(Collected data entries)

#####

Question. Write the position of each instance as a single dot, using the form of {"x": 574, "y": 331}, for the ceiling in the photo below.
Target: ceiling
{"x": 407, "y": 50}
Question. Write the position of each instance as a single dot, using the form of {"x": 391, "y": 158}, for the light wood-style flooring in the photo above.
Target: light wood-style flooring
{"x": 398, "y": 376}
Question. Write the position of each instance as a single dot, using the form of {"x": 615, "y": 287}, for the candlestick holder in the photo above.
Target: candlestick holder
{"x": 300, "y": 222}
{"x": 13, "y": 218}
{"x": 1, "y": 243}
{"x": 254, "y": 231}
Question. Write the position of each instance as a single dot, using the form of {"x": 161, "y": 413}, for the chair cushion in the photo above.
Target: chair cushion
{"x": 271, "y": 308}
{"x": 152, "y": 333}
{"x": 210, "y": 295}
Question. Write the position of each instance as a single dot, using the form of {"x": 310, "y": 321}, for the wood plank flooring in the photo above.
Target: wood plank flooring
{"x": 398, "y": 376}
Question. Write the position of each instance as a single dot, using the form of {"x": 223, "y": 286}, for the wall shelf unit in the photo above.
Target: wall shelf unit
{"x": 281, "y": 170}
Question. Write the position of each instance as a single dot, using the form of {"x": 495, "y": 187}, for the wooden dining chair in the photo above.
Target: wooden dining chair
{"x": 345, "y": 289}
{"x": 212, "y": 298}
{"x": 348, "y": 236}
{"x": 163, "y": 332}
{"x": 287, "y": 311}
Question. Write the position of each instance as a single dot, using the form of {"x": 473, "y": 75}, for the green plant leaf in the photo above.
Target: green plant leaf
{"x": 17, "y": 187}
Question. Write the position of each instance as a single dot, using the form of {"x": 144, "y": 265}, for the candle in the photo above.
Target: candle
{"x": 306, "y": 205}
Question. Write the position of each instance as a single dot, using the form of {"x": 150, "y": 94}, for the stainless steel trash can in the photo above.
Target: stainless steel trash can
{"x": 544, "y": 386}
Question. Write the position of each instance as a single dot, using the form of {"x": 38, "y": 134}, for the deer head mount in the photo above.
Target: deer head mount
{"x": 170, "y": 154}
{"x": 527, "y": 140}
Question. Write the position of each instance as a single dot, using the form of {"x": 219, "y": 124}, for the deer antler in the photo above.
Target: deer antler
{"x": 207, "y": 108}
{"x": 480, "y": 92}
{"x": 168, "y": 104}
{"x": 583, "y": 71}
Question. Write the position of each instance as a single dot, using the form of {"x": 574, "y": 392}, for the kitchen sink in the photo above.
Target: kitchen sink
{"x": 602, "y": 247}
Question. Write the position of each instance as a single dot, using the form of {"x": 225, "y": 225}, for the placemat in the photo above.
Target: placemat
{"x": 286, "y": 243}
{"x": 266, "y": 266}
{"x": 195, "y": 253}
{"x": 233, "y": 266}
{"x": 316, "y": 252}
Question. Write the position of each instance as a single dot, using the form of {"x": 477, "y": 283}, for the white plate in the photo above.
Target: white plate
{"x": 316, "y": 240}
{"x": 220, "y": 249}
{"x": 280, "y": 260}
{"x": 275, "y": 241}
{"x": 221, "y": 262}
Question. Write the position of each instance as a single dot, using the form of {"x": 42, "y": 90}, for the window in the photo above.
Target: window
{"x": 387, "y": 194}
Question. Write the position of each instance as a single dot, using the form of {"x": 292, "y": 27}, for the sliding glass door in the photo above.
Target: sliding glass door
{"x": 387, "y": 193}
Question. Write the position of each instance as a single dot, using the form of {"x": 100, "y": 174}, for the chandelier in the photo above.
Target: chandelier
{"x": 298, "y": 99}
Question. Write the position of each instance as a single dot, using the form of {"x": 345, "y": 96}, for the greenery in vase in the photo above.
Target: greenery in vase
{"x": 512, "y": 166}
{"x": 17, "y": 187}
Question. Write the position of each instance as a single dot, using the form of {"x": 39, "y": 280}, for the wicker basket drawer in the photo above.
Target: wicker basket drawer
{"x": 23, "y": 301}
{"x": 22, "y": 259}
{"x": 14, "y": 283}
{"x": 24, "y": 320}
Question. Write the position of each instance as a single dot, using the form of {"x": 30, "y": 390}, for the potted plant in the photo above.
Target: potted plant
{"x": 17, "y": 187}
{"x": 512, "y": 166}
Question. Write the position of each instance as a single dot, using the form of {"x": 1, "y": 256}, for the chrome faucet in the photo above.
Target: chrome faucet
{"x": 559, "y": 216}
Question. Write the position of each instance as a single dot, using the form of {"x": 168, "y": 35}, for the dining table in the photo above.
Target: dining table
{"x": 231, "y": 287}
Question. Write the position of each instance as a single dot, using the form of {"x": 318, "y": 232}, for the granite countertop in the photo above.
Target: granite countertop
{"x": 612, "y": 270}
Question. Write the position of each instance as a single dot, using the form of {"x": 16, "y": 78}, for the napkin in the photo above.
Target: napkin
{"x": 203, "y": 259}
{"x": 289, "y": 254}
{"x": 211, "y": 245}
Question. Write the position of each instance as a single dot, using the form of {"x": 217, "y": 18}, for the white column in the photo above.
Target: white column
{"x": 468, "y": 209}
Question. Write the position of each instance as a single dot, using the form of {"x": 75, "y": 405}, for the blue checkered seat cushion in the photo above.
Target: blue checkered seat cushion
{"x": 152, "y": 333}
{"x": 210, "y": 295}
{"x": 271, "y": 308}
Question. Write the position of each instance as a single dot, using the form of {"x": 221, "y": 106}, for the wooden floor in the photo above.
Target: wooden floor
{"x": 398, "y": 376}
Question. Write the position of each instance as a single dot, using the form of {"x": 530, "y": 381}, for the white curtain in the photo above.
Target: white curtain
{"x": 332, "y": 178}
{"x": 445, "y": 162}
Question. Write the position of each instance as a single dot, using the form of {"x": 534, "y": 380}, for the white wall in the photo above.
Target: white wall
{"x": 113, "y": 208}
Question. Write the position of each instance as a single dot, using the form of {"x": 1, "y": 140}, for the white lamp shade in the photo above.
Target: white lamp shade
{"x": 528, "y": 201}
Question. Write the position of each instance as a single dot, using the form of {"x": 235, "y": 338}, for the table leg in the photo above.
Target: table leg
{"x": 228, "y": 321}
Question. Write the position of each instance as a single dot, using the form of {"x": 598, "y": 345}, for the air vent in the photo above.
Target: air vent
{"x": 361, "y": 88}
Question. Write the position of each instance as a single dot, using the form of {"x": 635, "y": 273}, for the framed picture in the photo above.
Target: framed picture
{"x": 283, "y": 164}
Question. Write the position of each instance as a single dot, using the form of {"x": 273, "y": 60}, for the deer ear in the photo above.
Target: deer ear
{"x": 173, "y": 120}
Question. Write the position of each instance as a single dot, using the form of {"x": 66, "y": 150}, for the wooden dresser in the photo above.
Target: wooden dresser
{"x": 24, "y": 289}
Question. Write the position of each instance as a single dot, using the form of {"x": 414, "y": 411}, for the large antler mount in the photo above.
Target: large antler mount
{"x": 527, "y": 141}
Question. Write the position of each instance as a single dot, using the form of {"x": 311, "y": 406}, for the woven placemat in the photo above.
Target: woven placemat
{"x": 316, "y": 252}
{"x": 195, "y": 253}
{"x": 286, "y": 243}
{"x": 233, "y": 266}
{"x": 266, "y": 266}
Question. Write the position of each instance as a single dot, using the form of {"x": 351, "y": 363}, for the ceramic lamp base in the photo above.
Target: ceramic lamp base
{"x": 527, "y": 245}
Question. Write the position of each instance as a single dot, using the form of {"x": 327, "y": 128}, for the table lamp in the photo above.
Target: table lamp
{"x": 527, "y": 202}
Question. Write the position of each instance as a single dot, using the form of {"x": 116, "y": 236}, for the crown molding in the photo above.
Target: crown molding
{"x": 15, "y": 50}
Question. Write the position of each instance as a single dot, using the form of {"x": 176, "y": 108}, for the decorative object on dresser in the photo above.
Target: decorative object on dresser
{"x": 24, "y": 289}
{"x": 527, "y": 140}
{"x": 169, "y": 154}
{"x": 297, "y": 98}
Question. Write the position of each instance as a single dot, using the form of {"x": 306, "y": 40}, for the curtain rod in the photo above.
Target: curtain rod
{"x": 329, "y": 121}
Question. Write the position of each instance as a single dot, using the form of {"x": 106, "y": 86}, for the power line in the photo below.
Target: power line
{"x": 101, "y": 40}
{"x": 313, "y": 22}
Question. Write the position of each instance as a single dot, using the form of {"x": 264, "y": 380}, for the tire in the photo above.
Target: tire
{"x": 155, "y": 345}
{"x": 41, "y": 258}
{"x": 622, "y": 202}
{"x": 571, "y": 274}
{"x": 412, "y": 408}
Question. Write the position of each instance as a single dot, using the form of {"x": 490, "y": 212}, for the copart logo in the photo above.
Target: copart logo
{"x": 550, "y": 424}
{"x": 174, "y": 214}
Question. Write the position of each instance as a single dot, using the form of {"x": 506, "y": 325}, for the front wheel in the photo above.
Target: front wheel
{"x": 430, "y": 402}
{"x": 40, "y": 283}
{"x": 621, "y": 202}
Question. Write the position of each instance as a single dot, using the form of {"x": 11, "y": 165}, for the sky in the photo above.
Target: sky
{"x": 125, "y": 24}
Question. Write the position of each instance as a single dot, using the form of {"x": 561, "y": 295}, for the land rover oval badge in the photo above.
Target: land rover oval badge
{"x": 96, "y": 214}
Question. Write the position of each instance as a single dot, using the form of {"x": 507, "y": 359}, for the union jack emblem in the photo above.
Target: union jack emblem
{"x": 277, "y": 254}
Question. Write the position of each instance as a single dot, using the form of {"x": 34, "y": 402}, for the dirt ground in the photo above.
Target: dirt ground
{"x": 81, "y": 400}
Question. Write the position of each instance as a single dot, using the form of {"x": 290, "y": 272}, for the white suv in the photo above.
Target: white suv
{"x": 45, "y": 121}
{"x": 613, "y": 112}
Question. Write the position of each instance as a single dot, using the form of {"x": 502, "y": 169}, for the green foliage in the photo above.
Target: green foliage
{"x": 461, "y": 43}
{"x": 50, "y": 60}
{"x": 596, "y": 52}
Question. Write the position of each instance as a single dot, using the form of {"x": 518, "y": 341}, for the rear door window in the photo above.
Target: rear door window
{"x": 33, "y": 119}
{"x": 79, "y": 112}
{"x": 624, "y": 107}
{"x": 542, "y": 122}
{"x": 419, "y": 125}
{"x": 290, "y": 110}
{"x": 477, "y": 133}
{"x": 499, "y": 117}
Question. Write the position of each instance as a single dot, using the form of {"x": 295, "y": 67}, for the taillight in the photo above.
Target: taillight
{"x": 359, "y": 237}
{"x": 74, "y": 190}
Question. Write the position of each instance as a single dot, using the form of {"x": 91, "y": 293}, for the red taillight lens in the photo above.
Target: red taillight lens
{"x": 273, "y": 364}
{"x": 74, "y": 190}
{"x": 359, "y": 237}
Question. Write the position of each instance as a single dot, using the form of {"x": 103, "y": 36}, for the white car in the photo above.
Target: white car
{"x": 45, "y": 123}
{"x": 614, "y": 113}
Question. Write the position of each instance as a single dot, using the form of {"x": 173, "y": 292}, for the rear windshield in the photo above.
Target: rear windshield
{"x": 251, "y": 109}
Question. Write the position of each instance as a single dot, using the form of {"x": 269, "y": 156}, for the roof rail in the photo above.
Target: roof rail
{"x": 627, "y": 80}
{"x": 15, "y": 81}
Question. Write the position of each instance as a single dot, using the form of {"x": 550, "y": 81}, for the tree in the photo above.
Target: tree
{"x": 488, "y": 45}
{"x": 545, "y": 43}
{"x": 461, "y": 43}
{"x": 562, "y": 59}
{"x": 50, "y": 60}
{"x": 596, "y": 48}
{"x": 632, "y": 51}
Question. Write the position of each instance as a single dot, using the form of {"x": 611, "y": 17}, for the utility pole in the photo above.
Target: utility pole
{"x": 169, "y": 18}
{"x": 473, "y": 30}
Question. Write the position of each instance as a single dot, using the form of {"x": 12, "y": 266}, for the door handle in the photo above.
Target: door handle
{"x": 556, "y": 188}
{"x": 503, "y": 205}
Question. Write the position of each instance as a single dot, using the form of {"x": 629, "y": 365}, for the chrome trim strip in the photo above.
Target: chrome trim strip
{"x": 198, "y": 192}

#####

What you will do: Copy out word for word the lines of the data above, starting at the line that contains "tree in the photo above." and ending at the last line of the data.

The result:
Question. Write the position of each instance as a single dot, using the form of {"x": 550, "y": 81}, for the tree in the photo above.
Target: tree
{"x": 488, "y": 45}
{"x": 545, "y": 43}
{"x": 461, "y": 43}
{"x": 562, "y": 59}
{"x": 50, "y": 60}
{"x": 596, "y": 48}
{"x": 632, "y": 51}
Question. Write the position of each instance as a single dot, using the form of {"x": 611, "y": 17}, for the utility pole in the photo above.
Target: utility pole
{"x": 169, "y": 18}
{"x": 473, "y": 30}
Question. Write the position of each instance as a single dot, using the form of {"x": 12, "y": 266}, for the door handle in the photo above.
Target: door handle
{"x": 556, "y": 188}
{"x": 503, "y": 205}
Question. Write the position of each instance as a single dot, using the form of {"x": 629, "y": 365}, for the chrome trim strip in the photo above.
Target: chrome trim strip
{"x": 198, "y": 192}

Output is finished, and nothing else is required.